[TASKS FOR THIS EXERCISE]
**a.** From the Bible verse quoted at the head of the tract on the true beginning of Christianity, list the things in which "they continued steadfastly."
**b.** Summarize the tract on the true beginning of Christianity in two sentences.
**c.** Write the next part of the tract on the true beginning of Christianity, continuing from its final sentence.

[DOCUMENT]
- - - - -
Project Canterbury

 

What We Believe and Why
PLAIN TALKS ON RELIGION

No. 5.

The True Beginning
of
Christianity

by
THE RT. REV. PHILIP M. RHINELANDER, D.D.

 

Published by
Trinity Parish

New York

 

Transcribed by Wayne Kempton
Archivist and Historiographer of the Diocese of New York, 2012


The True Beginning of Christianity

They continued steadfastly in the Apostles' doctrine, and in the fellowship, and in the breaking of the bread and in the prayers—Acts ii, 42.

The Gospel period, that is, the period of our Lord's life covered by the Gospel records, was a period of religious preparation. It heralded the coming of a new spiritual birth: of a new personal and dynamic relationship to God. It did not initiate a new religion. To speak in parables, it was like the building and equipping of a power-house, with everything set up, everything in readiness, but with actual operation, that is, the distribution of the current, not yet begun.

Our Lord, by the mystery and fascination of His person, by overt act, and word, quickened religious desires, raised religious hopes, stirred religious expectations. That is what the Gospel records make quite clear. But there they stop. They end abruptly on the note of expectation. They have nothing [1/2] to say (except for a few parenthetical notes, chiefly in the Fourth Gospel) about fulfilment.

To find the fulfilment of the Gospel promise we must leave the Evangelists and go to the Acts and the Epistles. We must pass from the Gospel story to Church history. We must go to Pentecost and what followed after Pentecost.
- - - - -
[STORED ROWS]

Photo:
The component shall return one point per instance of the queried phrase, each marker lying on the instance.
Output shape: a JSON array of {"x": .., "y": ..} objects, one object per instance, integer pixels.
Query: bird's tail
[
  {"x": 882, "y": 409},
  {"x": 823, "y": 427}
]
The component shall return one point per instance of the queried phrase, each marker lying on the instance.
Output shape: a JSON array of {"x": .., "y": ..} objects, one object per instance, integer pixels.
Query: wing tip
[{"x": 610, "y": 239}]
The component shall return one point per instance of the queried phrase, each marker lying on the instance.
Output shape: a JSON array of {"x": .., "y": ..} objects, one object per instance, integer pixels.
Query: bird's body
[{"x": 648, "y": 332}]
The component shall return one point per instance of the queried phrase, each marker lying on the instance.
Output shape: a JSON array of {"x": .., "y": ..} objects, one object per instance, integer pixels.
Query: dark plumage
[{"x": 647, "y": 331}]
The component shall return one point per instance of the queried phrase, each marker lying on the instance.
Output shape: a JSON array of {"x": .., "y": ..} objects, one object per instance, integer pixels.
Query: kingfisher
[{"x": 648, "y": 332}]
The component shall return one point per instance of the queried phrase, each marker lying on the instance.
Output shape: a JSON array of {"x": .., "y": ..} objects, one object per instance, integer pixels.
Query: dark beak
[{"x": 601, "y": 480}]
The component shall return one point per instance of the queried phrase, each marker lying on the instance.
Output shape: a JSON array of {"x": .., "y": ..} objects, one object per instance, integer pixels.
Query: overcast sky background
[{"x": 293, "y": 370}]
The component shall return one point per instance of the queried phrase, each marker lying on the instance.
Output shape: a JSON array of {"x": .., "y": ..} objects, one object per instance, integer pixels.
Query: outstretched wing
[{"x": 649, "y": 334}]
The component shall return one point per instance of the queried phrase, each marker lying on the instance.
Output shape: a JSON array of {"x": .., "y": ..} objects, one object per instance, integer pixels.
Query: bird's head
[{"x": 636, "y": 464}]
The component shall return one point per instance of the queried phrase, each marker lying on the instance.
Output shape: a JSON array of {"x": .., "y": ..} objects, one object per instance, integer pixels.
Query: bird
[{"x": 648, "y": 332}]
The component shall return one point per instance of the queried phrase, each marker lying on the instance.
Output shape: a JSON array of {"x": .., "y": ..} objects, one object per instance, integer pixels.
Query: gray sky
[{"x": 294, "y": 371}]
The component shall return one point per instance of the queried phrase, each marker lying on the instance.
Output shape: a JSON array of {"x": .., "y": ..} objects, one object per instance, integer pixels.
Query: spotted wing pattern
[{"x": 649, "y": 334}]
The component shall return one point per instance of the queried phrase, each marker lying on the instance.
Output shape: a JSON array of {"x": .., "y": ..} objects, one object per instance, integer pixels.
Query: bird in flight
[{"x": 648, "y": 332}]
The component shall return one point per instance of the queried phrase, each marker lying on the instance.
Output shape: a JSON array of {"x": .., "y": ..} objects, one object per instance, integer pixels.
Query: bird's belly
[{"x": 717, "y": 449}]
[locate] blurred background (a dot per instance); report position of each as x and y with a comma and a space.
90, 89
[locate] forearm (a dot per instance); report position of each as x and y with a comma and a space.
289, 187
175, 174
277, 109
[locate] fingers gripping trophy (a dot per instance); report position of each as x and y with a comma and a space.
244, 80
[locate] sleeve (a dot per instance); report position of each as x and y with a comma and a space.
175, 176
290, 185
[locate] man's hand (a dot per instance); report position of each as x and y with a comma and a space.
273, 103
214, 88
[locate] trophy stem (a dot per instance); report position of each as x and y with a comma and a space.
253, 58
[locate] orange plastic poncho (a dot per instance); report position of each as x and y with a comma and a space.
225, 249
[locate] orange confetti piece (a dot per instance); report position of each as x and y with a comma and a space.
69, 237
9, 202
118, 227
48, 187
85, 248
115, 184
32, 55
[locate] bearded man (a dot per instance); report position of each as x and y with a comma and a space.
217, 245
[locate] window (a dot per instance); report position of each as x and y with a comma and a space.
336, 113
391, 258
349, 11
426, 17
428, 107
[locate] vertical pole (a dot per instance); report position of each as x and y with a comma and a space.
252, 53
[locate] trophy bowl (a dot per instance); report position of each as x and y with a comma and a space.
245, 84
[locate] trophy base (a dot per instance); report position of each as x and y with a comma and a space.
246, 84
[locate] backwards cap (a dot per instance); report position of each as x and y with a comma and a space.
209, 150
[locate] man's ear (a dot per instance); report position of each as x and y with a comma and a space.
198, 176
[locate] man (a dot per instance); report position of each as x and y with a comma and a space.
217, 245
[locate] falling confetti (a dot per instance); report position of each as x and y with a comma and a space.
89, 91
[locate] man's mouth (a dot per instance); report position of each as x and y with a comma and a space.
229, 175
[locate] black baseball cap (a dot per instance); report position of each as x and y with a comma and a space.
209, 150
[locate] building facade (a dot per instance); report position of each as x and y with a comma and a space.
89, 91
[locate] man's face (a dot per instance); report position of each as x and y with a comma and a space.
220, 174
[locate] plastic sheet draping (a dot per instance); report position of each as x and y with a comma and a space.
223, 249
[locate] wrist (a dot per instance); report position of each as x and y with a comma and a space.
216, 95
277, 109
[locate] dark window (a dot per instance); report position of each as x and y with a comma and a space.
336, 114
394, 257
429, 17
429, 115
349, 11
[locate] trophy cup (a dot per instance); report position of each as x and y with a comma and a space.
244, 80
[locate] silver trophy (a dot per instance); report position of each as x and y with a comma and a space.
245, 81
- - - - -
[RESULTS FOR THE EXERCISE]
**a.**
- the Apostles' doctrine
- the fellowship
- the breaking of the bread
- the prayers

**b.** The Gospel period was a time of religious preparation that heralded a new spiritual birth and a new relationship to God, but it did not start a new religion. Because the Gospel records end on a note of expectation, the fulfilment of their promise must be sought in the Acts and the Epistles, at Pentecost and what followed it.

**c.**
But as we thus pass from Gospel story to Church history we must be careful to realize what we are doing. We are going back to the beginning: back behind the Gospels: back to the real Christian origins. Most unfortunately, in our New Testaments, we have the books bound in the wrong order. Part I, which now contains the Gospels, ought to be Part II: ought, that is, to follow, not precede. And this uncritical arrangement, this anachronism, is of far greater importance than it seems. For it creates an erroneous mental habit; it gives, unconsciously, and therefore almost irretrievably, a false historical perspective. [2/3] And it is this false historical perspective, hardened into an unconscious habit of the mind, which puts us off the track: which indeed vitiates so large a part of modern criticism of the New Testament and makes it quite unhistorical and therefore worthless. For it is surely obvious, even at a glance, that, as a baby cannot cry unless it first succeeds in being born, so the Christian religion must have come first: its monuments and records afterwards. The Christian religion, in its full power and potency, was in operation before it had, before it could have, any monuments or records of any sort whatever.

Now the four Gospels, whatever else they are, are certainly among the monuments and records of the Christian religion. If you like you may call them, with entire accuracy, the utterances or outcries of the infant Church, remembering however that the Church was rather far advanced in infancy, was indeed a good deal of a man [3/4] (or woman), before it wrote its Gospels, and then certified and authorized them. The Gospels, that is to say, with many other things as well, came out of the religion. The religion did not come out of the Gospels. There never would have been any Gospels, certainly not the four Gospels which we have, except for an antecedent Christianity: except for an already living, believing, worshipping and teaching Church which knew itself to be the Spirit-bearing Body of the Lord.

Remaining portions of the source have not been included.